» WHAT TO WORK ON:
1. Answer these questions from the Remdesivir retrospective:
(a) In which journal, and when, was the clinical trial published?
(b) Against what disease was Remdesivir used in that trial?
(c) In what setting did Remdesivir have to be administered?
2. What comes next in the Remdesivir retrospective? Write its continuation, picking up after its final sentence.

Start of GIVEN TEXT

Remdesivir Retrospective: Problems with the NEJM Ebola clinical trial
Rebutting the narrative that 50% of the people within the Remdesivir arm of the Ebola study died FROM Remdesivir.
Given some of the current issues in analyzing studies I thought it necessary to do a relook at one clinical trial related to Remdesivir.
Remdesivir is a highly controversial drug as it was one of the only antivirals approved for use against COVID during the early months. It was also an agent that had to be used inpatient and usually on patients that were likely already dealing with complications related to SARS-COV2.
Of course, this scenario would raise serious criticisms of the use of this drug.
However, over time a narrative began to craft around the dangers of Remdesivir, mostly based on a clinical trial published in NEJM1 at the end of 2019 in which Remdesivir was one of the agents used against Ebola.

End of GIVEN TEXT
Start of EXCERPTED DATA

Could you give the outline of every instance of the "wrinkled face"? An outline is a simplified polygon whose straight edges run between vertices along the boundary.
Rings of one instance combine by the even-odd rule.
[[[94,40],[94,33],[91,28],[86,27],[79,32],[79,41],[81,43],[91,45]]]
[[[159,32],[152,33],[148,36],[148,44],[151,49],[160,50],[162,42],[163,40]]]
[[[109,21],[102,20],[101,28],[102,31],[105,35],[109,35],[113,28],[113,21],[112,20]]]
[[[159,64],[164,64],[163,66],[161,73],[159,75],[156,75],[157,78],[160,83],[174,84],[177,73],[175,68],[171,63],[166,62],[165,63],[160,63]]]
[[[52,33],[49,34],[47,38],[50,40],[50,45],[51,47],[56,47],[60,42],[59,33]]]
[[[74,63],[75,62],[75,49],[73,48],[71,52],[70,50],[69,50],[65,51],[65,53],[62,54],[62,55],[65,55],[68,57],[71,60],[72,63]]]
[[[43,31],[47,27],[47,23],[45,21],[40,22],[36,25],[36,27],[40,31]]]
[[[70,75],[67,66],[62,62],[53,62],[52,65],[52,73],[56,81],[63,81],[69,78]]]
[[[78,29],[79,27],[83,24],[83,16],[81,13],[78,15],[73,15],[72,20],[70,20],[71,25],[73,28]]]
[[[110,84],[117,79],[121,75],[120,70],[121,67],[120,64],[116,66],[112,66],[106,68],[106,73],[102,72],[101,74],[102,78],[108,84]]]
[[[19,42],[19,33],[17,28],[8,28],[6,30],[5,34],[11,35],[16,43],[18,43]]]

End of EXCERPTED DATA

» ANSWER LIST:
1.
(a) NEJM, at the end of 2019.
(b) Ebola.
(c) Inpatient.

2.
One narrative in particular was to suggest that 50% of the people within the Remdesivir group died from Remdesivir, which is likely based on this table in particular:
There are many concerns with respect to Remdesivir, but at the time when I originally covered this trial I didn’t look too closely into clinical trials and many of the problems that may come with them.
But we’ve also been through a time in which Ivermectin studies were heavily scrutinized for serious issues with respect to randomization, sampling, timing of treatment, and dosage as covered in detail by Alexandros Marinos in his Substack Do Your Own Research:
In lieu of the Ivermectin clinical trial audits one would assume that more careful scrutiny of studies would be encouraged.
But this also wasn’t the case when studies with respect to Ivermectin would make their way onto either Twitter or Substack.
If a study suggested that Ivermectin didn’t work then you could bet that the pro-IVM group would look at the study with a fine-toothed comb while the anti-IVM will trust whatever is stated in a study’s abstract.
If a study showed that IVM may be effective then the tables are turned- you can guarantee that the pro-IVM group will just take the results at face value while the anti-IVM group does the heavy scrutinizing.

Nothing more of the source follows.